▸ **PROBLEM REQUIREMENTS**: Turn the data below into a numbered list, one line per item, skipping blank lines and leaving out the pictures.
══ INPUT FOR THIS TASK
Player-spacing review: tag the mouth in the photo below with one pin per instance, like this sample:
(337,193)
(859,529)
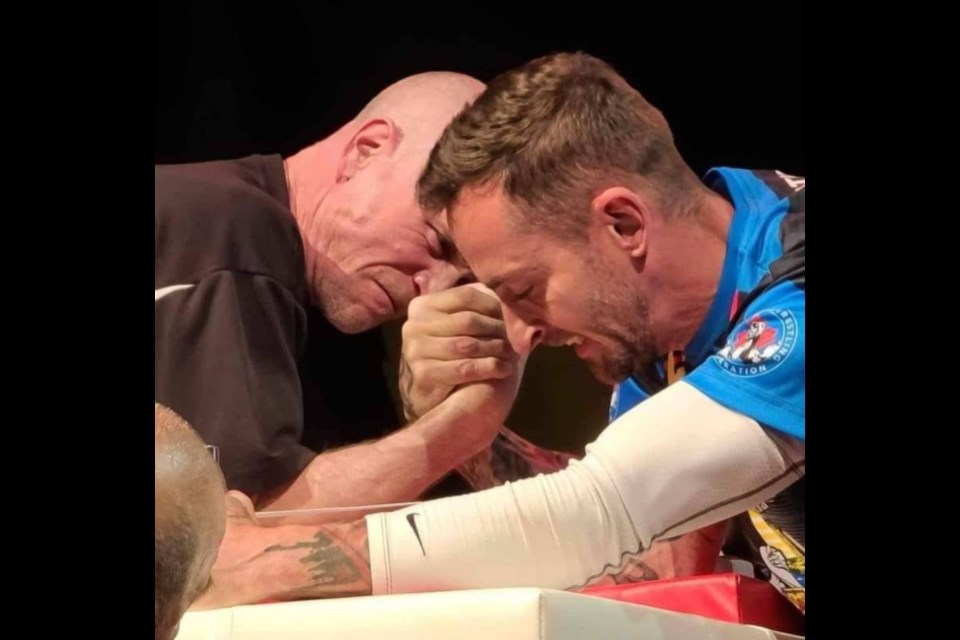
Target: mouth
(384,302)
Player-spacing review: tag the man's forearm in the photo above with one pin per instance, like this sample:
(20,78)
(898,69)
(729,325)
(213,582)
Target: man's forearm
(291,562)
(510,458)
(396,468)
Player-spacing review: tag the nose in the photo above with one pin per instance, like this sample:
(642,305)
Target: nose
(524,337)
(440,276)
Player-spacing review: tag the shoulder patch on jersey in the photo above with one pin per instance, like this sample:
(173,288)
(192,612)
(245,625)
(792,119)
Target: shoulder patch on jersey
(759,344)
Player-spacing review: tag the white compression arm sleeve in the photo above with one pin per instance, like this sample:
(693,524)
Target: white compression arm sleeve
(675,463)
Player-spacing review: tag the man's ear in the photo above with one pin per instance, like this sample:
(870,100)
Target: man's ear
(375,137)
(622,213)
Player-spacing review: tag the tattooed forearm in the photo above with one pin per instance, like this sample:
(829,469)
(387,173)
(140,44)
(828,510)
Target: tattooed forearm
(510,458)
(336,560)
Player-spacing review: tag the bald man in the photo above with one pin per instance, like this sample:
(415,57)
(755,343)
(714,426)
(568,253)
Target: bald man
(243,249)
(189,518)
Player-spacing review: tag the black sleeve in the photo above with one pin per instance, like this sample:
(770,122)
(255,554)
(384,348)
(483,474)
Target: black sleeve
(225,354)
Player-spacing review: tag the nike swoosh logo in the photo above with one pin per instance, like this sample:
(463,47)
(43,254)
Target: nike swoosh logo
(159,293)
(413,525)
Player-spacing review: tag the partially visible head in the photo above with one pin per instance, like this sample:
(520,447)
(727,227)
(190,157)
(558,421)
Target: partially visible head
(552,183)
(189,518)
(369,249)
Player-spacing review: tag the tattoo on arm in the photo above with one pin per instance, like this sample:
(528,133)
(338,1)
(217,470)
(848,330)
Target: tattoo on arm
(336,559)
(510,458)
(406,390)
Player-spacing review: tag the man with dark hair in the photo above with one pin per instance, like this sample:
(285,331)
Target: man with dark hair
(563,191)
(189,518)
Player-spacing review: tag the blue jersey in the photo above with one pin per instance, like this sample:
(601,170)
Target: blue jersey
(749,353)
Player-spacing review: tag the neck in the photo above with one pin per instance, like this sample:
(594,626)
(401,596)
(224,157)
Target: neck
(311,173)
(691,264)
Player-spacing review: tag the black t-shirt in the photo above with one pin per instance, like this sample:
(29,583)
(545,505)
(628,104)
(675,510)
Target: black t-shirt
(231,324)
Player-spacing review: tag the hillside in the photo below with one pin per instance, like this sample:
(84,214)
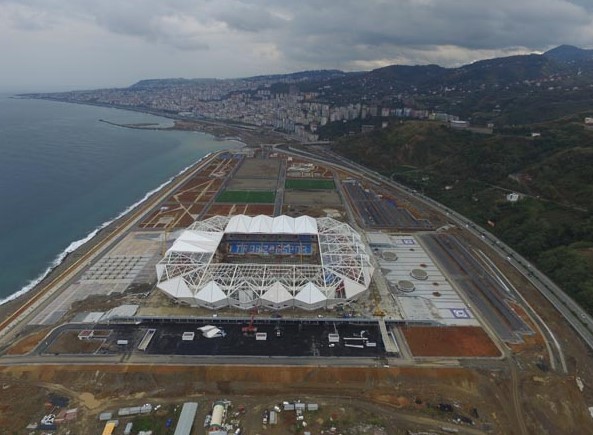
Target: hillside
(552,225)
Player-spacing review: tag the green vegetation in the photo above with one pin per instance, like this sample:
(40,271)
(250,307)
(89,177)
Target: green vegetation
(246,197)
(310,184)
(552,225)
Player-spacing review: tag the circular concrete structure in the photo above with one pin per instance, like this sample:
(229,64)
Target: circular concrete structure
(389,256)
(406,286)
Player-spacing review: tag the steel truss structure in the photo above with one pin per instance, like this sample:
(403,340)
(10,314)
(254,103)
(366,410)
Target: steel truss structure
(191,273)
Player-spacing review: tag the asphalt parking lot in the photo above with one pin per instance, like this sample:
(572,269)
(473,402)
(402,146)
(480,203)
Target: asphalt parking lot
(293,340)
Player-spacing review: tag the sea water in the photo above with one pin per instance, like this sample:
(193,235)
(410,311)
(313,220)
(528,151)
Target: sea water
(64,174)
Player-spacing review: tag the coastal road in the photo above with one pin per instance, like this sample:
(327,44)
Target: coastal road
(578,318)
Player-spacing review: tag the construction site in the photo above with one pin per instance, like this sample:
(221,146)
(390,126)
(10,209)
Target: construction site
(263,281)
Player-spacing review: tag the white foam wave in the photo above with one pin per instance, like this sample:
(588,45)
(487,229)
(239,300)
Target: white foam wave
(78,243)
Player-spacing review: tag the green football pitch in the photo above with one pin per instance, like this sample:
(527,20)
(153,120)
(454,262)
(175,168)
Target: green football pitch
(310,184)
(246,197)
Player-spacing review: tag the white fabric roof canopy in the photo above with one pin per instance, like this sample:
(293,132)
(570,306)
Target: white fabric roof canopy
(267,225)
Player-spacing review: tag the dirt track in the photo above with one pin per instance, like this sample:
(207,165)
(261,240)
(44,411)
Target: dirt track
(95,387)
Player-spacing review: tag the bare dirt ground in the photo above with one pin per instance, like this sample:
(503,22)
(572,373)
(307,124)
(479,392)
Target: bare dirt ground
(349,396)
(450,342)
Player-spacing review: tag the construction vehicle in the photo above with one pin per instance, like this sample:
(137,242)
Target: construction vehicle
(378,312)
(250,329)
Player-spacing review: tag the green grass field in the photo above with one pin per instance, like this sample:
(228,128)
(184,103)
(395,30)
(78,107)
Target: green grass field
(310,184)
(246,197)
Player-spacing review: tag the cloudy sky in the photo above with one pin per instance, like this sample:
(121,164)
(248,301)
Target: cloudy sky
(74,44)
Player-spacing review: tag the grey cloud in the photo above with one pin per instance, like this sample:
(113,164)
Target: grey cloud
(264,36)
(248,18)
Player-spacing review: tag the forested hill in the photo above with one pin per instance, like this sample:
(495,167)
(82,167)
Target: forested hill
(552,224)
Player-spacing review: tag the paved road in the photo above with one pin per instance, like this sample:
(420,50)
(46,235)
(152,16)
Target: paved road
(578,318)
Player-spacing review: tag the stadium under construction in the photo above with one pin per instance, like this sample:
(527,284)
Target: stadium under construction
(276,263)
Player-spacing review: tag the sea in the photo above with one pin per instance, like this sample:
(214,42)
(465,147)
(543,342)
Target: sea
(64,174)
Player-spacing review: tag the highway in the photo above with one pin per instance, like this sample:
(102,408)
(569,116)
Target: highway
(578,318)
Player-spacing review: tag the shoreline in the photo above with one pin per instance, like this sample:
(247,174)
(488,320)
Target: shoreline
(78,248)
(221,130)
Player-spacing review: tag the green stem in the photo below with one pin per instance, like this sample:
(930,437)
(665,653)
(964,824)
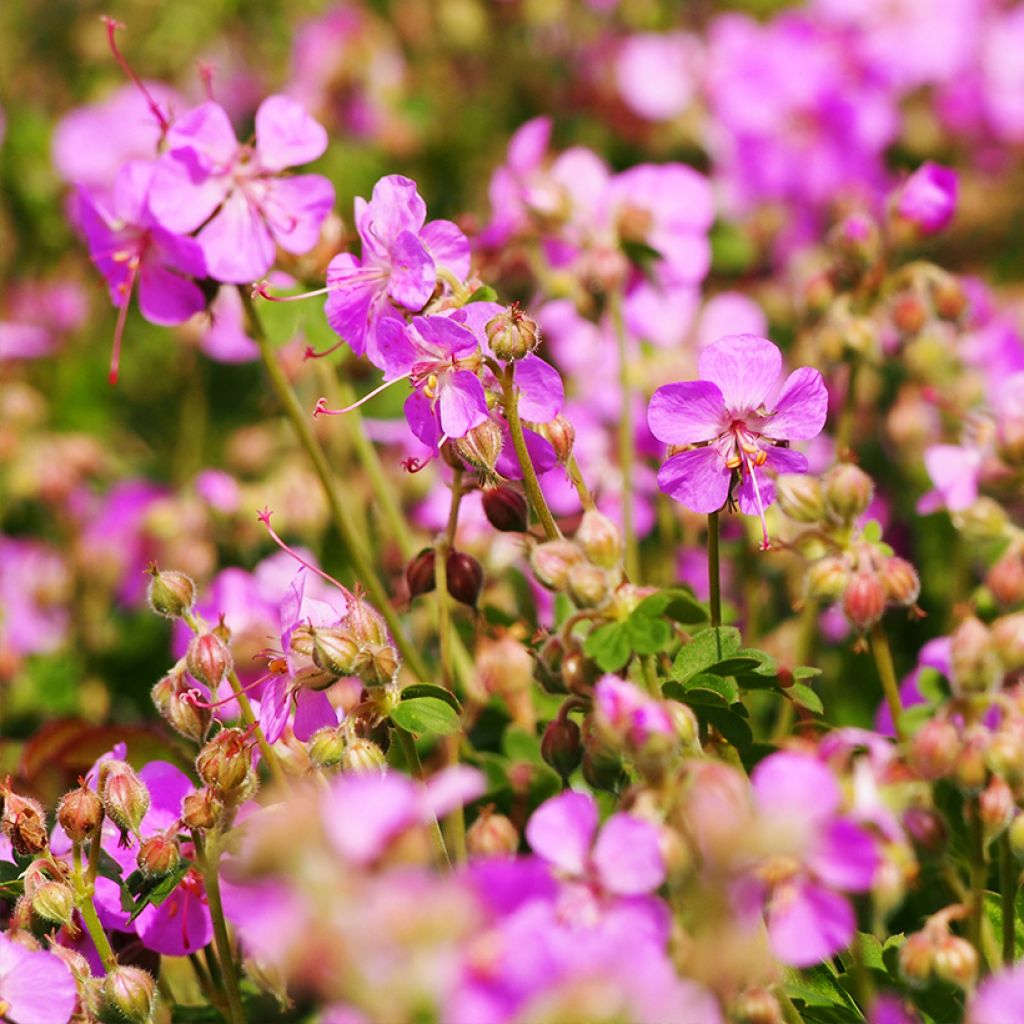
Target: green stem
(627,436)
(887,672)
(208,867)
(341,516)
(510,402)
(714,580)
════
▸ **SOLUTION FOR THIS EXERCISE**:
1. Player-spacing review: tag the mouth in the photo below with one pin per instance, like this sample:
2. (337,193)
3. (859,529)
4. Target: mouth
5. (384,302)
6. Player-spacing review: tag the man's forearm in the photo above with one pin per instance, like this sample:
7. (20,78)
8. (898,69)
9. (729,325)
10. (213,582)
11. Target: man's forearm
12. (291,562)
13. (510,458)
14. (396,468)
15. Player-spacing review: tag the nose in the photo above with one pin per instance, like this sample:
16. (642,305)
17. Target: nose
18. (524,337)
19. (440,276)
20. Player-spacing review: tag the shoulder patch on jersey in the photo above with one pin per instance, like this sample:
21. (173,288)
22. (192,612)
23. (245,625)
24. (792,119)
25. Target: shoulder patch on jersey
26. (759,344)
27. Player-spacing review: tag the white compression arm sleeve in the photo above with one pin per instance, like this sample:
28. (693,524)
29. Target: white compression arm sleeve
30. (675,463)
31. Player-spacing review: tag the man's ear in the photo above with one pin per instance, like this sample:
32. (870,100)
33. Target: man's ear
34. (375,137)
35. (622,213)
36. Player-spacing review: tag the tattooed forearm in the photo above with one pin per instance, like this sample:
37. (829,469)
38. (387,173)
39. (140,44)
40. (828,510)
41. Target: tattooed forearm
42. (510,458)
43. (336,560)
44. Player-spacing review: tag the bald man in the photo above with one pin per instance, like this sample:
45. (415,57)
46. (755,343)
47. (714,426)
48. (568,253)
49. Target: bald man
50. (243,249)
51. (189,518)
52. Player-spacing review: tag the black sleeve in the photo above with one pin per instance, like this sample:
53. (770,122)
54. (255,554)
55. (384,348)
56. (483,474)
57. Target: black sleeve
58. (225,354)
59. Player-spacing review: tag the nike swoosh logo in the photo above with one pin per instance, like this sample:
60. (463,47)
61. (43,254)
62. Target: nike swoosh logo
63. (159,293)
64. (413,525)
65. Player-spacing review: tag the partially visible head in the photo above with one pin per instance, like this sample:
66. (520,447)
67. (727,227)
68. (190,157)
69. (558,421)
70. Target: partially visible head
71. (552,183)
72. (189,518)
73. (369,249)
74. Player-spacing review: tag the tattoo on arm in the photo above with one pin per instance, like this sample:
75. (528,133)
76. (338,1)
77. (217,470)
78. (848,330)
79. Target: tattoo on arm
80. (336,559)
81. (510,458)
82. (406,390)
83. Player-spacing review: tag the man with dark hair in the photo above with one pin per instance, like this sample:
84. (285,331)
85. Target: man with dark hair
86. (563,191)
87. (189,518)
88. Player-spacing review: tag the blue jersey in the photo above with one pin per instance, like this sample:
89. (601,170)
90. Target: blue jersey
91. (749,353)
92. Player-spacing review: tag the neck in the photo above with one pin per instance, like this sample:
93. (594,626)
94. (401,596)
95. (224,157)
96. Target: neck
97. (311,173)
98. (691,264)
99. Player-spacing review: tag the black t-shirt in the photo above with one pin per instance, like this sample:
100. (29,583)
101. (545,505)
102. (628,104)
103. (675,510)
104. Target: black t-shirt
105. (231,324)
106. Player-spacing review: tag the hillside in the photo below with one pin per instance, like this sample:
107. (84,214)
108. Target: hillside
109. (552,225)
110. Player-spacing review: tag the green vegetation in the photo above with one pin per instance, like this sample:
111. (40,271)
112. (250,307)
113. (89,177)
114. Target: green vegetation
115. (246,197)
116. (310,184)
117. (552,225)
118. Player-spacing review: tag the circular concrete structure in the photo above with one pin per instance, like this sample:
119. (229,64)
120. Target: circular concrete structure
121. (389,256)
122. (406,286)
123. Player-spacing review: tag the steel truss structure in the photo above with one pin per instance, like this sample:
124. (403,340)
125. (10,314)
126. (254,103)
127. (366,410)
128. Target: steel truss structure
129. (191,273)
130. Player-spacing review: tag the asphalt parking lot in the photo above with one pin per instance, like this sample:
131. (572,269)
132. (473,402)
133. (402,146)
134. (480,203)
135. Target: asphalt parking lot
136. (293,340)
137. Player-spacing review: tag the sea water in the photo above with one pin per instance, like this sample:
138. (193,235)
139. (410,311)
140. (313,220)
141. (528,151)
142. Target: sea water
143. (64,174)
144. Player-spacing review: tag the coastal road in the photo above with one pin per instance, like this sample:
145. (327,44)
146. Target: coastal road
147. (578,318)
148. Player-spacing review: tag the construction site in the photo above with one pin per instance, like this sample:
149. (221,146)
150. (390,126)
151. (10,209)
152. Target: construction site
153. (263,281)
154. Player-spacing review: tag the white foam wave in the photo above with one pin per instance, like this sample:
155. (588,45)
156. (487,229)
157. (239,300)
158. Target: white foam wave
159. (78,243)
160. Player-spacing review: tag the green football pitch in the photo above with one pin per instance, like this sample:
161. (527,20)
162. (153,120)
163. (454,262)
164. (175,168)
165. Target: green football pitch
166. (310,184)
167. (246,197)
168. Player-spacing review: tag the white fabric roof canopy in the photo above with one pin per instance, like this sample:
169. (293,132)
170. (570,306)
171. Target: white fabric roof canopy
172. (267,225)
173. Player-spacing review: tag the dirt track in the photo above with one pin per instance, like this sample:
174. (207,165)
175. (261,240)
176. (44,411)
177. Target: dirt track
178. (95,387)
179. Player-spacing review: tag the bare dirt ground in the photo above with one pin per instance, like this sample:
180. (503,22)
181. (572,373)
182. (307,124)
183. (479,392)
184. Target: bare dirt ground
185. (349,396)
186. (450,342)
187. Player-spacing review: tag the construction vehicle in the photo above with one pin per instance, like this sample:
188. (137,242)
189. Target: construction vehicle
190. (378,312)
191. (250,329)
192. Player-spacing review: tag the green grass field in the photo above with one pin per instance, like this sample:
193. (228,128)
194. (184,103)
195. (395,30)
196. (78,107)
197. Target: green grass field
198. (310,184)
199. (246,197)
200. Player-spacing review: tag the cloudy sky in the photo above with one pin per instance, like this sample:
201. (121,164)
202. (248,301)
203. Target: cloudy sky
204. (74,44)
205. Player-spacing review: tag the grey cloud in the photo above with one pin per instance, like this sample:
206. (113,164)
207. Target: grey cloud
208. (264,36)
209. (248,18)
210. Player-spacing review: tag the forested hill in the photo above with one pin per instance, like this sample:
211. (495,167)
212. (82,167)
213. Target: forested hill
214. (552,224)
215. Player-spacing review: tag the paved road in the photo above with one pin per instance, like this sample:
216. (420,50)
217. (46,235)
218. (152,16)
219. Target: paved road
220. (578,318)
221. Player-spacing review: tag the stadium under construction in the photo above with one pin per instance, like this sample:
222. (527,284)
223. Target: stadium under construction
224. (276,263)
225. Player-spacing review: tag the sea in the photo above with one pin per instance, like this sample:
226. (214,42)
227. (465,147)
228. (543,342)
229. Target: sea
230. (64,174)
231. Player-spacing review: tag the highway in the photo above with one pin per instance, like this sample:
232. (102,408)
233. (569,116)
234. Target: highway
235. (578,318)
236. Player-spacing review: tag the shoreline in the photo above with one pin per instance, like this sample:
237. (247,174)
238. (488,320)
239. Target: shoreline
240. (78,248)
241. (221,130)
242. Player-spacing review: tag the green stem in the photo below with one pin per instance, like this sample:
243. (930,437)
244. (665,653)
245. (964,824)
246. Target: green stem
247. (627,436)
248. (887,672)
249. (208,867)
250. (341,516)
251. (510,402)
252. (714,580)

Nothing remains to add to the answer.